### [WHAT YOU HAVE TO DO]
Lift every line from the entries that includes the word "tram".

### [RECORDS SHOWN]

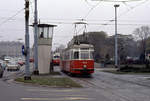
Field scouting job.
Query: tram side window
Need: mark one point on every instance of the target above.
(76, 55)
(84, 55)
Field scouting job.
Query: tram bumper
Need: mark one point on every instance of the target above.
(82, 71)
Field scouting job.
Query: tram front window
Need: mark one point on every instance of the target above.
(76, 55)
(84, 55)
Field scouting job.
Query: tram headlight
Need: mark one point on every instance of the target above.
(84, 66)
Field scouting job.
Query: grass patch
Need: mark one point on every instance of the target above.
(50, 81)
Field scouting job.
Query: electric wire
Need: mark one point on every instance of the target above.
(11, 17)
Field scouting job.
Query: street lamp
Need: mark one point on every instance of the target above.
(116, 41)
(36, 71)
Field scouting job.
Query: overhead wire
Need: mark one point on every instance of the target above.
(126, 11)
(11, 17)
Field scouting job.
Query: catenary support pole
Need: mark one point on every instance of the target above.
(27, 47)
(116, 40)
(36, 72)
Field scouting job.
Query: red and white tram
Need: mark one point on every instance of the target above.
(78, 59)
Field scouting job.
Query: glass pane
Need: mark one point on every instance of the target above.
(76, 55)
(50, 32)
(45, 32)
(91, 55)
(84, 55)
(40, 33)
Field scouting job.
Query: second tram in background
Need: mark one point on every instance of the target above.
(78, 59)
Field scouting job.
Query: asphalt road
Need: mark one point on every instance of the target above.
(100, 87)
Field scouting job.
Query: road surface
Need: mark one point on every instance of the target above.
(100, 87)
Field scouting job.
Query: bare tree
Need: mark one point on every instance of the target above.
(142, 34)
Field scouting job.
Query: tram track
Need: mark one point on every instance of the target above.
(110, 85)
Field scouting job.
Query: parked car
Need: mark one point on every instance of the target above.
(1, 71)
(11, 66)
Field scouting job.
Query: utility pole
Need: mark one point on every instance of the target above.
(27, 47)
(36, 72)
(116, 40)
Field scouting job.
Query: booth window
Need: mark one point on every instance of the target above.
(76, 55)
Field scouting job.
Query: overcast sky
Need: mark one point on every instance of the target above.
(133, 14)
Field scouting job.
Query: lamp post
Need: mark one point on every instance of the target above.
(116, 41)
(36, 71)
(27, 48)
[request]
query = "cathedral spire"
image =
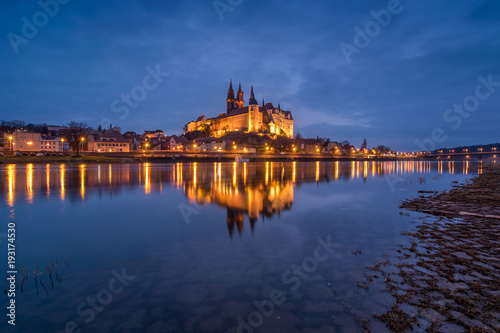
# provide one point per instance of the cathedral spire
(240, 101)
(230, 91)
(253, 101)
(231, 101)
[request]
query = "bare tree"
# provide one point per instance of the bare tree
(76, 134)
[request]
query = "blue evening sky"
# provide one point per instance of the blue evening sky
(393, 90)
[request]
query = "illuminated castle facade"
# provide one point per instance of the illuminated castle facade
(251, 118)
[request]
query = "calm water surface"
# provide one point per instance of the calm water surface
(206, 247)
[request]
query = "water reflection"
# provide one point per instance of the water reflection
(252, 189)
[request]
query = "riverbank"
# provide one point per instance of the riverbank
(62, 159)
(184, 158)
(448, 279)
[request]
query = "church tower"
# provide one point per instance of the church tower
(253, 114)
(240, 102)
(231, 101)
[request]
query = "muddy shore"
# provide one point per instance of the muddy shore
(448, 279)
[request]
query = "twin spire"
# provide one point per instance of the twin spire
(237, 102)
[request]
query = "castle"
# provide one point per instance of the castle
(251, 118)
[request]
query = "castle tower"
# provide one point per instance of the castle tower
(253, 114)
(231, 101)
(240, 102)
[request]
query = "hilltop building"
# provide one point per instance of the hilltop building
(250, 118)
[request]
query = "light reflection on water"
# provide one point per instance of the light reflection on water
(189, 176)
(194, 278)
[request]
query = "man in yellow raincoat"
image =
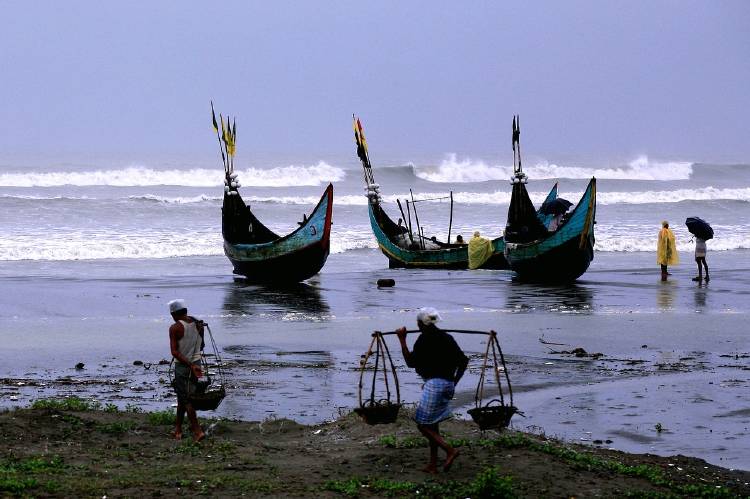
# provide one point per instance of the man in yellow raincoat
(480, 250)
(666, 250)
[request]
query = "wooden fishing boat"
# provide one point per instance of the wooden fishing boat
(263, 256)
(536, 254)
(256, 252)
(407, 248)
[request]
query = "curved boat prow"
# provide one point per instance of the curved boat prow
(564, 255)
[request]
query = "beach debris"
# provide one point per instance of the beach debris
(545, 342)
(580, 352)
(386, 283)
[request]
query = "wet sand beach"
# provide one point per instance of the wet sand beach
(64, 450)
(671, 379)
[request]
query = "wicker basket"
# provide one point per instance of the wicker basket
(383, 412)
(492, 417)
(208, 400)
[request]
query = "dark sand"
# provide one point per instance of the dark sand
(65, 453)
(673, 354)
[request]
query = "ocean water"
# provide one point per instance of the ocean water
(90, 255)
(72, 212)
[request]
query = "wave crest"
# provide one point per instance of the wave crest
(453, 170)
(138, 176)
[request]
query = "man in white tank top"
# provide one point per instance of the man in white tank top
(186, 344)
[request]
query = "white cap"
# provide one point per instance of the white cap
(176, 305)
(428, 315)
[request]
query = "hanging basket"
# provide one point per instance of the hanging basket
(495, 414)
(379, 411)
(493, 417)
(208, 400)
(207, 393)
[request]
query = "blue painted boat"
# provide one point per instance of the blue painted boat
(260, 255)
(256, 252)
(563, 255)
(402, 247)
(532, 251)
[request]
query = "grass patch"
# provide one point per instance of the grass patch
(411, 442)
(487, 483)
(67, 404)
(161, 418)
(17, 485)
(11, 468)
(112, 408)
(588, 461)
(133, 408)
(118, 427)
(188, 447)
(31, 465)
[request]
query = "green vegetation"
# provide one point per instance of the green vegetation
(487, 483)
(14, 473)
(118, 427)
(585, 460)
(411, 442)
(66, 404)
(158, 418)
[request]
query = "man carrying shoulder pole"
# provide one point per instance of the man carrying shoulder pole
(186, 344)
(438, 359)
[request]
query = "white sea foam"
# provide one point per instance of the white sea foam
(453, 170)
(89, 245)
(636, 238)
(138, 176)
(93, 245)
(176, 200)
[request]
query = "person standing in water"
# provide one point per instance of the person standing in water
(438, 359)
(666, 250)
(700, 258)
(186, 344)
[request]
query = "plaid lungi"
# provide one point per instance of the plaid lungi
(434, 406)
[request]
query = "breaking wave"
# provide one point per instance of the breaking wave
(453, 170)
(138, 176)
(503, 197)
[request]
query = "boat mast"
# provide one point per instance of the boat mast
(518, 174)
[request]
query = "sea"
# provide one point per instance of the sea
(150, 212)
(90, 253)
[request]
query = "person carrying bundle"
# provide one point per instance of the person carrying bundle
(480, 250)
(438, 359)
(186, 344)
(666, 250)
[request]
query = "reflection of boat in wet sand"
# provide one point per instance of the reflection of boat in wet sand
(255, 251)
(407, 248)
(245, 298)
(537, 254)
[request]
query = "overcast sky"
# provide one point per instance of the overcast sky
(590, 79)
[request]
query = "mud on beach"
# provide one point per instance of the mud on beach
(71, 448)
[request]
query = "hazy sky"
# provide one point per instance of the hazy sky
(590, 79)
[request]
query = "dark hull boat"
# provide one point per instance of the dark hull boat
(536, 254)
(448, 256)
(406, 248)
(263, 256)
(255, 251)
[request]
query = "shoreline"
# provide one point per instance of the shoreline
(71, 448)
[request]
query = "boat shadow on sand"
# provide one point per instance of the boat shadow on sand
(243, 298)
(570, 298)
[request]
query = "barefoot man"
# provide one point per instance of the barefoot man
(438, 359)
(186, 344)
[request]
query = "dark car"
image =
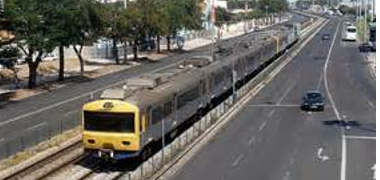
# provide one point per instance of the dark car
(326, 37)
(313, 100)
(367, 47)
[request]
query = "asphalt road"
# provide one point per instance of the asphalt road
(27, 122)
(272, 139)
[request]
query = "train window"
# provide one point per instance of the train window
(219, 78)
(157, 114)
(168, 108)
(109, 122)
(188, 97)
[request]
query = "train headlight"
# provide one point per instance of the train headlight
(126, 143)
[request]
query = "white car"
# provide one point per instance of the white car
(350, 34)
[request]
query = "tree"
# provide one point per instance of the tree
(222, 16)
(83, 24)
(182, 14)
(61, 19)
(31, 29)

==

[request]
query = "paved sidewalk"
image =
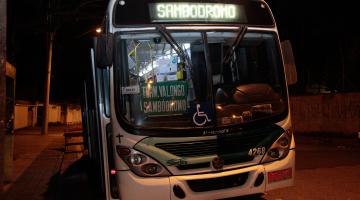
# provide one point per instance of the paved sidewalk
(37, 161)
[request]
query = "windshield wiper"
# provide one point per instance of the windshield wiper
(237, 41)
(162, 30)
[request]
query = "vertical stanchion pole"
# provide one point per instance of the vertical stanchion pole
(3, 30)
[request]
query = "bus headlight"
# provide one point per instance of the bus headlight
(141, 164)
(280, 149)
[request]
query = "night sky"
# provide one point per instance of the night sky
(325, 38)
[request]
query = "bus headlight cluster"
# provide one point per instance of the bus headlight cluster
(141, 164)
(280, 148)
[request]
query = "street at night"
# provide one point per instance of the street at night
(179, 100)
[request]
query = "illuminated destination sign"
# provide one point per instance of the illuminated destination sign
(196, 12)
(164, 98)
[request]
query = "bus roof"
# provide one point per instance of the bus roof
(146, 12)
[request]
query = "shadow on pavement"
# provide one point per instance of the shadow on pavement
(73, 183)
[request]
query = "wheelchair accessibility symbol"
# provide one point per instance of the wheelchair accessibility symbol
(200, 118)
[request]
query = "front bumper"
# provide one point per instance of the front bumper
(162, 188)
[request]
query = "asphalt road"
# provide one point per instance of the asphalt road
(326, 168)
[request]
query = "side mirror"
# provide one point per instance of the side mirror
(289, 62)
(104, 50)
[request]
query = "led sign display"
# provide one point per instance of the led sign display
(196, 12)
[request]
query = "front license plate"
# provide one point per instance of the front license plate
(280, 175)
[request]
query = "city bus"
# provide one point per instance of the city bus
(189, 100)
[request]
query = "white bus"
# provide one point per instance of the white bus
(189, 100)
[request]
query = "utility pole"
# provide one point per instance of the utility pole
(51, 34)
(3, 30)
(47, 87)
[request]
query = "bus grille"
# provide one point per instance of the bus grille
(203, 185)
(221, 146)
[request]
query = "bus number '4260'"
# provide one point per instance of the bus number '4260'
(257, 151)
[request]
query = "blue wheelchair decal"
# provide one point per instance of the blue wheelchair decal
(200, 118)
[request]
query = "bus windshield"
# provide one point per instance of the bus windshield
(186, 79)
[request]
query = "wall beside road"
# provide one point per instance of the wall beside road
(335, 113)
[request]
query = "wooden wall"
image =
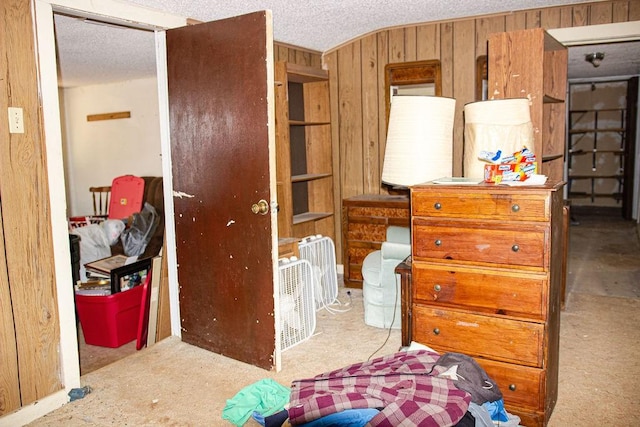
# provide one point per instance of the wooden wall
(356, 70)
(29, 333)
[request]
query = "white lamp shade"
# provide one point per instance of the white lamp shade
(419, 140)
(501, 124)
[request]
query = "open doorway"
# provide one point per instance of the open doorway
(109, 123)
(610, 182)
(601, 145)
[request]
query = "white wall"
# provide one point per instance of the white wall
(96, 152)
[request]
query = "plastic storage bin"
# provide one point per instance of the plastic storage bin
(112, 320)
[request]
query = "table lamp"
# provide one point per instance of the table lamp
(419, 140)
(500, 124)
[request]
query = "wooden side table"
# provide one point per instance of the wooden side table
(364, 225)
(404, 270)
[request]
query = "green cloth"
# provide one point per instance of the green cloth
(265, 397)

### [RESPONSE]
Query: tram side window
Query: tram bumper
Query: tram front window
Query: tram headlight
Query: red and white tram
Query: second tram in background
Query: tram track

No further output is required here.